● Document extract:
Tim Nwachukwu / Getty Images Sport / Getty

Pascal Siakam's struggles coming into the 2021-22 season - namely, his diminished production in the wake of the pandemic's outbreak and the torn labrum in his left shoulder that required surgery last summer - were well noted.

But after witnessing the way the sixth-year Toronto Raptors forward battled back in a resurgent 2021-22, team president Masai Ujiri is confident that the 28-year-old is someone he wants on his side when the going gets tough.

"Watching his press conference the other day, I want that guy on my team. I want that kind of fighter on my team," Ujiri said at his season-ending media availability on Tuesday, per the Toronto Star's Libaan Osman. "If you can come back from it in life - you saw it; you saw what people called him. Racist (comments). All the things that were said about that guy because of basketball. Because of sports. Yeah, he gets paid, but he's also a human being, right?

"And he stood it, withstood it, went, when he was coming back, got hit again, got injured. Those things crack people, right? And he grew out of it.

"And to see him on that stage, you know, fight and fight and fight? That's who you want to go to war with, to battle with. I'm proud of him. Incredibly proud of Pascal."

Siakam's two-season stretch beginning in 2018 suggested a player on course for NBA stardom. In 2018-19, he was voted the league's Most Improved Player after ranking second on the team in scoring en route to the Raptors' maiden championship.

● Problem to work on: Write the next few paragraphs of the Pascal Siakam article, starting right after its final sentence.

● Data for analysis:
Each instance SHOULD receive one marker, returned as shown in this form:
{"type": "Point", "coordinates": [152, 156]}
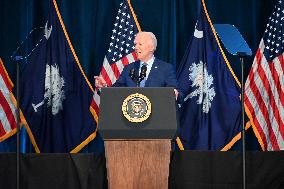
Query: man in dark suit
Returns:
{"type": "Point", "coordinates": [158, 73]}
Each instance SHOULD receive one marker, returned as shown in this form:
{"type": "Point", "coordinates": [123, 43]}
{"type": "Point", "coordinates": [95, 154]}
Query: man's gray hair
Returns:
{"type": "Point", "coordinates": [152, 36]}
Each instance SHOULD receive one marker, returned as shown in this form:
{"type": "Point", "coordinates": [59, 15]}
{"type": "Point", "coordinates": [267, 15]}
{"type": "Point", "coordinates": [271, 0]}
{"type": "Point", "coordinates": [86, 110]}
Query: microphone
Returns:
{"type": "Point", "coordinates": [143, 72]}
{"type": "Point", "coordinates": [132, 74]}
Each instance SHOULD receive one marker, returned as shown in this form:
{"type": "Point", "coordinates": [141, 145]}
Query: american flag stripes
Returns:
{"type": "Point", "coordinates": [121, 48]}
{"type": "Point", "coordinates": [264, 88]}
{"type": "Point", "coordinates": [8, 124]}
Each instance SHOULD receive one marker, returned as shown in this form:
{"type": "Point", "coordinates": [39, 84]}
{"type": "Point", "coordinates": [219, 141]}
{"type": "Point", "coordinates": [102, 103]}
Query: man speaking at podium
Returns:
{"type": "Point", "coordinates": [152, 72]}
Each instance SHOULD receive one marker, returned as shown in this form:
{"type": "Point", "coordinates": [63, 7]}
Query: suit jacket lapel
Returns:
{"type": "Point", "coordinates": [152, 73]}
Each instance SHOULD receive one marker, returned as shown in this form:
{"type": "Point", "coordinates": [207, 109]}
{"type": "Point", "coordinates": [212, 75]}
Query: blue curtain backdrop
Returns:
{"type": "Point", "coordinates": [89, 24]}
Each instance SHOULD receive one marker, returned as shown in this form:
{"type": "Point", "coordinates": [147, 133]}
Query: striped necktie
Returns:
{"type": "Point", "coordinates": [142, 83]}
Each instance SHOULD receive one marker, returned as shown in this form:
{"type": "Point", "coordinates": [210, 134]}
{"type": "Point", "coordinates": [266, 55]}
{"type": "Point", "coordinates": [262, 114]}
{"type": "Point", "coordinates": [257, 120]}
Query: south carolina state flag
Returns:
{"type": "Point", "coordinates": [210, 117]}
{"type": "Point", "coordinates": [55, 93]}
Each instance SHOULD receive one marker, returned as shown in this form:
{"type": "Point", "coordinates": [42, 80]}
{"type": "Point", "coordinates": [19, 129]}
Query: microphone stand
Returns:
{"type": "Point", "coordinates": [241, 56]}
{"type": "Point", "coordinates": [17, 60]}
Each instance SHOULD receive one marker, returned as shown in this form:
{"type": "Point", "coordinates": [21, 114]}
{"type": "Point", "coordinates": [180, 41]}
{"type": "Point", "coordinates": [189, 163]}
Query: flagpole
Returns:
{"type": "Point", "coordinates": [17, 59]}
{"type": "Point", "coordinates": [241, 56]}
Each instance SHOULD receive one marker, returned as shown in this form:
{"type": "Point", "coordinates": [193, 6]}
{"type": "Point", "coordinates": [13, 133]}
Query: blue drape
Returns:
{"type": "Point", "coordinates": [89, 24]}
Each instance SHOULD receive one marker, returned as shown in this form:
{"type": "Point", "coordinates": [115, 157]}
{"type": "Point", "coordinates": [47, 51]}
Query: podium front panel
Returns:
{"type": "Point", "coordinates": [161, 124]}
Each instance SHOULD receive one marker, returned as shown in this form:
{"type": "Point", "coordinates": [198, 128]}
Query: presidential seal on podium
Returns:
{"type": "Point", "coordinates": [136, 108]}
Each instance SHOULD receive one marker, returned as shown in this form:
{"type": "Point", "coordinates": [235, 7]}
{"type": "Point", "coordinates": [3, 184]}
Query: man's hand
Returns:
{"type": "Point", "coordinates": [100, 82]}
{"type": "Point", "coordinates": [176, 93]}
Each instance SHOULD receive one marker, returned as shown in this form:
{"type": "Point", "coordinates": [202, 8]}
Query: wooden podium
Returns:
{"type": "Point", "coordinates": [138, 154]}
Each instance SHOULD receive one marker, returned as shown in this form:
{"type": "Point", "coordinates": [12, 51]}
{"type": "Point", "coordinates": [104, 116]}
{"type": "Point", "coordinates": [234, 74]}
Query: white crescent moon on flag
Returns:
{"type": "Point", "coordinates": [198, 34]}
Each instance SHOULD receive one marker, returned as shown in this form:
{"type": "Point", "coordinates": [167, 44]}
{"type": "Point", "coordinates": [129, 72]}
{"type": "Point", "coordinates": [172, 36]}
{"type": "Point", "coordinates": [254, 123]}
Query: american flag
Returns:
{"type": "Point", "coordinates": [264, 88]}
{"type": "Point", "coordinates": [121, 48]}
{"type": "Point", "coordinates": [8, 122]}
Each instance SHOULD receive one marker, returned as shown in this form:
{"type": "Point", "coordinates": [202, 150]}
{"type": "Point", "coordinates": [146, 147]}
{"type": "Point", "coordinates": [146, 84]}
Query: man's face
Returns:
{"type": "Point", "coordinates": [143, 47]}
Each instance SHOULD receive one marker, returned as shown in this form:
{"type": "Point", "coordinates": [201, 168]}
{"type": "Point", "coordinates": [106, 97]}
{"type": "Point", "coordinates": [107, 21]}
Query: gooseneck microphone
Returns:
{"type": "Point", "coordinates": [141, 77]}
{"type": "Point", "coordinates": [142, 73]}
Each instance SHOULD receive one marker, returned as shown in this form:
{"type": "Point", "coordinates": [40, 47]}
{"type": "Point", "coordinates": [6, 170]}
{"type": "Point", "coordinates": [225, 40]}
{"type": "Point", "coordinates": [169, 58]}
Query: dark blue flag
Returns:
{"type": "Point", "coordinates": [55, 93]}
{"type": "Point", "coordinates": [210, 117]}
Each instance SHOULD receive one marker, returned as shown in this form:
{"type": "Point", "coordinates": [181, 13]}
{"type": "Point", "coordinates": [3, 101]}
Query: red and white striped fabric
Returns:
{"type": "Point", "coordinates": [264, 88]}
{"type": "Point", "coordinates": [121, 49]}
{"type": "Point", "coordinates": [8, 122]}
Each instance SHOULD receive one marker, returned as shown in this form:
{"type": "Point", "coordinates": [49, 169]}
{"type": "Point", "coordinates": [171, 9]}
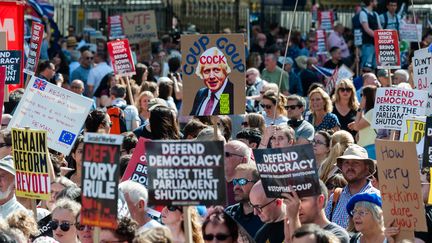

● Answer below:
A year later, he averaged 22.9 points, 7.3 rebounds, and 3.5 assists a night, earning his first All-Star nod and a spot on the All-NBA second team while leading a 53-win Raptors team in scoring.

However, Siakam's production fell sharply in the Disney World bubble after the 2019-20 season had been suspended from mid-March through late July due to the COVID-19 pandemic. Across 11 playoff games, the Cameroonian's scoring average dropped to 17 points per game on 39.6% shooting, including 18.9% on nearly five 3-point attempts a night. He scored just 13 points on 5-of-12 shooting in a season-ending Game 7 loss to the Boston Celtics in the Eastern Conference semifinals.

Now, Siakam is once again credibly in the running for an All-NBA selection. After missing the first 10 games of the season while recovering from his shoulder surgery, Siakam averaged 22.8 points, 8.5 rebounds, 5.3 assists, and 1.3 steals in an NBA-leading 37.9 minutes per game. And come playoff time, he helped lead an injury-hampered Raptors team to a spirited 4-2 first-round defeat after the team initially fell down 3-0 to the Philadelphia 76ers.

"What that guy went through - we all go through it and it's not advertised; his is public because he's a public figure," Ujiri said. "I'm so proud of him."